● TEXTE:
━━━
Esther Benbassa, une sénatrice qui dérange

Élue sur une liste PS-EELV en 2011, Esther Benbassa défend les dossiers sociétaux les plus délicats. Portrait d’une cosmopolite sous les ors de la République, qui se raconte à travers un recueil de ses articles.

Lena Bjurström  • 17 janvier 2013 abonné·es

On l’entend de loin, Esther Benbassa. Et on la reconnaît. Enfin, pas toujours… Elle raconte, plutôt fière, qu’un jour un chauffeur de taxi l’a confondue avec Leila Shahid, alors déléguée de Palestine en France, avec qui elle partage un bel accent oriental et pas mal de convictions. Peut-être même le goût des causes difficiles. « Je m’occupe des lois casse-gueule », résume cette femme suractive qui avoue soixante-dix heures de boulot par semaine et bouscule les habitudes du Sénat, où elle a fait son entrée en septembre   2011 sous l’étiquette EELV. Les sans-papiers, les prostitué(e) s, les immigrés, les Roms et tous les damnés de la terre… c’est pour elle ! Rude épreuve quand on fait tardivement son « apprentissage en politique ». La politique, cette universitaire, professeure à l’École pratique des hautes études, croyait pourtant bien la connaître : « Je l’avais étudiée en théorie, mais, en pratique, c’est autre chose. » Une débutante qui s’étonne sans être dupe : « Au Sénat, tout le monde est mon ami, mais ça ne va pas durer », dit elle en citant l’une de ses chroniques publiées dans un recueil paru sous un titre qui la définit parfaitement  *: Égarements d’une cosmopolite* (voir ci-contre).

Née en 1950 à Istanbul, Esther Benbassa aime à rappeler son parcours et ses origines. Descendante de juifs expulsés d’Espagne en 1492, elle a grandi entre Orient et Occident, en Turquie puis en Israël, avant de poursuivre ses études en France, où elle se fait naturaliser en 1974. De cet itinéraire, l’intellectuelle qu’elle est profondément, mais dont elle n’a ni les usages ni les poses, a tiré ses recherches et ses engagements. Spécialiste de l’histoire des juifs d’Orient, les Séfarades, et chercheuse en étude comparée des minorités, elle n’a pas attendu son entrée au Sénat pour être une personnalité publique. Et ses interventions dans la vie de la cité sont pour elle un des devoirs des savants, qui « ont pour mission de transmettre » et « bénéficient du luxe d’être payés pour penser ». Ses interventions contre toutes les discriminations et un certain communautarisme lui valent quelques inimitiés, comme celle du Conseil représentatif des institutions juives de France (Crif) pour ses positions critiques vis-à-vis d’Israël et en faveur d’un État palestinien. Aussi, quand les Verts lui proposent de briguer un mandat de sénatrice dans le Val-de-Marne, Ester Benbassa se lance. « C’était la tentation de découvrir un autre monde, explique-t-elle. Après des années à l’université, on se stérilise. Et je voyais dans cette occasion une nouvelle façon de m’engager. » Pourquoi chez les Verts ? « Parce qu’ils me l’ont proposé ! » Réponse en forme de pirouette. Car la vérité est que ce parti, hétéroclite pour le meilleur et pour le pire, dont l’aile gauche partage nombre de ses convictions, lui offrait toutes « les marges de manœuvre » pour faire avancer ses combats sociétaux. Propulsée en politique, elle reconnaît avoir été « parachutée » dans le Val-de-Marne. D’où le souci d’y être présente « le plus souvent possible ». Au Sénat, Esther Benbassa est d’abord « choquée » par un univers où « chacun fait ses petits calculs », pour sa réélection ou sa promotion comme ministre. Et il lui a fallu imposer son accent, son look, avec ses cheveux rougeoyants qui ne passent pas inaperçus dans l’univers feutré du palais du Luxembourg, mais aussi ses convictions sociétales qui ne font pas l’unanimité.
━━━
● TRAVAIL DEMANDÉ:
Recopiez mot pour mot le passage du portrait d'Esther Benbassa qui va de « Esther Benbassa, une » jusqu'à « de ses articles. » inclus. Les lignes n'ont aucun lien avec le portrait d'Esther Benbassa.

● DONNÉES FOURNIES:
━━━
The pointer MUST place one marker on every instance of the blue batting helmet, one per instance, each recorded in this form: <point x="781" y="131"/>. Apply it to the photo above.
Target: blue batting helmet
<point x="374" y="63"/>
━━━
● RÉPONSE:
Esther Benbassa, une sénatrice qui dérange

Élue sur une liste PS-EELV en 2011, Esther Benbassa défend les dossiers sociétaux les plus délicats. Portrait d’une cosmopolite sous les ors de la République, qui se raconte à travers un recueil de ses articles.